** begin Page excerpt **
Lois Hechenblaikner is considered as a critical observer of the changes in the Alpine area. Born and raised in the Alpbachtal (Tirol) he was early on confronted with tourism and the tourism industry in Tirol. As a young man he travelled from 1981 for many years as a photographer to many different countries, mainly in Southeast Asia.
After his return to the Alpbachtal his artistic approach changed. The idealised, romantic landscape, wild and pristine, as in Anselm Adams powerful photographs didn’t exist anymore. Photographers like the American Walker Evans had introduced pictures in documentary style, Robert Adams and Lewis Baltz had picked up in their work civilisations encroachment and the change from the natural landscape to the cultural landscape. It was impossible for subsequent artists to fade out this conscious awareness. In this spirit Hechenblaikner gazes at the new Tirolian cultural landscape, questions and requests to reference the cultural, ecological and political relations.
In 2000 Hechenblaikner came across the photo archive of the agricultural engineer Armin Kniely. This encounter marks the beginning of a continuous artistic dialog. Kniely had captured between 1938 and 1969 on behalf of the Tirolian Agricultural Office as a freelance photojournalist the cultural landscape of Tirol. His work was to record and to document in an objective and authentic way the complexity of rural Tirol. The in-depth and substantial extent of this work could enable a later typology. This ‘Becher’ approach in Kniely’s work was detected by Hechenblaikner and extended by referencing time and space. In ‘Gegenüberstellungen’ (confrontations) he complements the existing pictures with current, formal identical phenomena: a natural forest looking like a forest of ski sticks, a peasant girl heavily laden with hay opposite a starting hang-glider.
** end Page excerpt **
Objectives
1. Answer from the passage on Lois Hechenblaikner:
(a) From what year did he travel as a photographer, and to which region mainly?
(b) In what year did he come across Armin Kniely's photo archive?
(c) Between which years did Kniely photograph rural Tirol, and on whose behalf?
2. Carry on the passage on Lois Hechenblaikner, starting after its final sentence.
The records are separate material, unrelated to the passage on Lois Hechenblaikner.
** begin Record excerpts **
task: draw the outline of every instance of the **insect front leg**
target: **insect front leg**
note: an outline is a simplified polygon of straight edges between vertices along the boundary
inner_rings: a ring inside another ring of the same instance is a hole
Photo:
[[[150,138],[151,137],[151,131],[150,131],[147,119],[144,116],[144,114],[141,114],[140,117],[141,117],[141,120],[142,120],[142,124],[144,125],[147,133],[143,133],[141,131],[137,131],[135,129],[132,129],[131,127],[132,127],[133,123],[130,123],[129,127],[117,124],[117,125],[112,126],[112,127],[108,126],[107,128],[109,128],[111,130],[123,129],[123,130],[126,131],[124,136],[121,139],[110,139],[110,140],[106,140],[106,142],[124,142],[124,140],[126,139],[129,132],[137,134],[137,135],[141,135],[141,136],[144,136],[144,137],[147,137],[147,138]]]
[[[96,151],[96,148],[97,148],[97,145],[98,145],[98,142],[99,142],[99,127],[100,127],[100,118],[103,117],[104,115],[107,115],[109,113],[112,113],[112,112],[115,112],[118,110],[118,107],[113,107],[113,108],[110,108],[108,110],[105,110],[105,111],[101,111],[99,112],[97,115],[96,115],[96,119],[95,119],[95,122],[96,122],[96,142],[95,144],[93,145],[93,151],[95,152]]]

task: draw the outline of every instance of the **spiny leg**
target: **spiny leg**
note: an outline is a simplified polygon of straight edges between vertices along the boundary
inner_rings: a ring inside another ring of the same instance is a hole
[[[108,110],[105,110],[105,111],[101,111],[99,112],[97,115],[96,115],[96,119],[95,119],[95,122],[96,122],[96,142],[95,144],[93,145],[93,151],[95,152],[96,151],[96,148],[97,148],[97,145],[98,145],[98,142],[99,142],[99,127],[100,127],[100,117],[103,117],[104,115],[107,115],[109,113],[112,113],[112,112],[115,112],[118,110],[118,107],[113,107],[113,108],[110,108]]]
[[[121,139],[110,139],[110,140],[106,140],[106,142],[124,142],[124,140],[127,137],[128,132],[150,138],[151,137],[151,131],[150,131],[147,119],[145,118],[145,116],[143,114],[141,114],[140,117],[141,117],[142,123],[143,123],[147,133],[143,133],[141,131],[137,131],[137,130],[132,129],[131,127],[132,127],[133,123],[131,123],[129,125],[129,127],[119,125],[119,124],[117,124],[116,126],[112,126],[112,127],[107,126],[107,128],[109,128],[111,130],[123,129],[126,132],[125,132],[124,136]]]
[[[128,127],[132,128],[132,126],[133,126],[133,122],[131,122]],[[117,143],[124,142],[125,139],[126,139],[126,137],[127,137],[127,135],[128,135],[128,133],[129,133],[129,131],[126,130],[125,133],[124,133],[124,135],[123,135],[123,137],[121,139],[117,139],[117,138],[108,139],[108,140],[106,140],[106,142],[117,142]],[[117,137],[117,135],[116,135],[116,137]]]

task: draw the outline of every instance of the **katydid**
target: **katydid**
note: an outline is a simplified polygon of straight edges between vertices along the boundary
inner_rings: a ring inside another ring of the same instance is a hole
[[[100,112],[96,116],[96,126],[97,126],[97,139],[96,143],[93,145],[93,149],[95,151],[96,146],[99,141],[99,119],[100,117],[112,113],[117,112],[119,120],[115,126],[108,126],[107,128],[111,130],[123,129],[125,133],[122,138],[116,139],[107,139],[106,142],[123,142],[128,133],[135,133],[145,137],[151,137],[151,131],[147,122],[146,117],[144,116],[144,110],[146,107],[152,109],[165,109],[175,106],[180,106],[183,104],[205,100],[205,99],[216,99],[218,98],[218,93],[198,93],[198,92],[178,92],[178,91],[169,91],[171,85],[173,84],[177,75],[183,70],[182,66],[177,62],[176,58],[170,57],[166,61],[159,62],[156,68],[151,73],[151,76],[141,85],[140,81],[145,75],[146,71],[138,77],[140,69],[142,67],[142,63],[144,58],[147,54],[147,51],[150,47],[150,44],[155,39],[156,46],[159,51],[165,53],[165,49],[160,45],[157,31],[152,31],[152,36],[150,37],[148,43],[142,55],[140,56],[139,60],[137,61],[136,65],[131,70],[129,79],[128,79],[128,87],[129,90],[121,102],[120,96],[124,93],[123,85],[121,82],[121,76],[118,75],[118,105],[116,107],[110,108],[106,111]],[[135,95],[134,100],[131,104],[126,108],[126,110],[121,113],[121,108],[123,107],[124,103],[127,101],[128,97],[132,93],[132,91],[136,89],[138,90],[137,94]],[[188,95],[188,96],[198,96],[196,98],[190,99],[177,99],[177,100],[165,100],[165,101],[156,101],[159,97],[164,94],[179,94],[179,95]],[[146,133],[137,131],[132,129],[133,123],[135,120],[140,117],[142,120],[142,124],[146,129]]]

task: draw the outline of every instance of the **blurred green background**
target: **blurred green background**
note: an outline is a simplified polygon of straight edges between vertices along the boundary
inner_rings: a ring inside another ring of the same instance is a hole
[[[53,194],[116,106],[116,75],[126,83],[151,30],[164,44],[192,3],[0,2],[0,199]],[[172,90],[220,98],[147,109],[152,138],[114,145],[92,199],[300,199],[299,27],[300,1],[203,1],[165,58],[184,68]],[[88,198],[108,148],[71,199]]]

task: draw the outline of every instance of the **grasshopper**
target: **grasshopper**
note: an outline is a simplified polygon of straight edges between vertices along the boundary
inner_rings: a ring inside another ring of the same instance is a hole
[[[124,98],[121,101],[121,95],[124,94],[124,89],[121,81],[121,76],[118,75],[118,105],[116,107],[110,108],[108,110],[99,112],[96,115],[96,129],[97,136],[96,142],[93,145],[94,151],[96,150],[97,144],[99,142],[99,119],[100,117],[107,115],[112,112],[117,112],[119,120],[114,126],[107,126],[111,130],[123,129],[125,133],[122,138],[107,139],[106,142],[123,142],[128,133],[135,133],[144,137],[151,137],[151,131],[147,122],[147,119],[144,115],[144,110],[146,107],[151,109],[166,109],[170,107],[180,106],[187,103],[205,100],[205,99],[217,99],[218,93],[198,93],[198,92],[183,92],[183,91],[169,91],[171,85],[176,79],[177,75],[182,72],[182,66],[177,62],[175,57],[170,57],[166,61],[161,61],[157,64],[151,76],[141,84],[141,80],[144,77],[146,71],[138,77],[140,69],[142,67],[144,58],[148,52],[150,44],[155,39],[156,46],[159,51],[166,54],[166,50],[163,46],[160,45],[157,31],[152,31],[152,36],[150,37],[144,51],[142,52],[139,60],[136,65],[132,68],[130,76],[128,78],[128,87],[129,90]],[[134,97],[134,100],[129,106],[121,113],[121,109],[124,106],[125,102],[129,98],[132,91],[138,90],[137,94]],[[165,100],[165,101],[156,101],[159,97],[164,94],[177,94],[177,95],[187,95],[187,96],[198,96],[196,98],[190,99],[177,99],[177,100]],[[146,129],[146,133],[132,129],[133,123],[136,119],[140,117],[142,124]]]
** end Record excerpts **
Results for the exercise
1.
(a) From 1981, mainly to Southeast Asia.
(b) In 2000.
(c) Between 1938 and 1969, on behalf of the Tirolian Agricultural Office.

2.
This critical perception on the occupation and conquest of the Alpine landscape by the urban leisure society is adapted by Hechenblaikner also in ‘Schneepublikum’. He draws the spectator in a determined and documentary way into his mountains where he exposes him to the power of his aesthetic pure pictures. The story that belongs to it and which is behind it is only explored at a second glance, but can then, as in a picture puzzle, not be blinded out anymore. Mass tourism suddenly appears controversial and disturbing which is the goal and the origin of Hechenblaikner’s work.
The Kunsthaus Zurich will exhibit ‘Gegenüberstellungen’ for the first time in Switzerland in October 2006. A catalogue with the complete series of ‘Gegenüberstellungen’ is available, introduction written by Thomas Weski, Haus der Kunst Munich. More works from Lois Hechenblaikner are available on request at WIDMER+THEODORIDIS contemporary.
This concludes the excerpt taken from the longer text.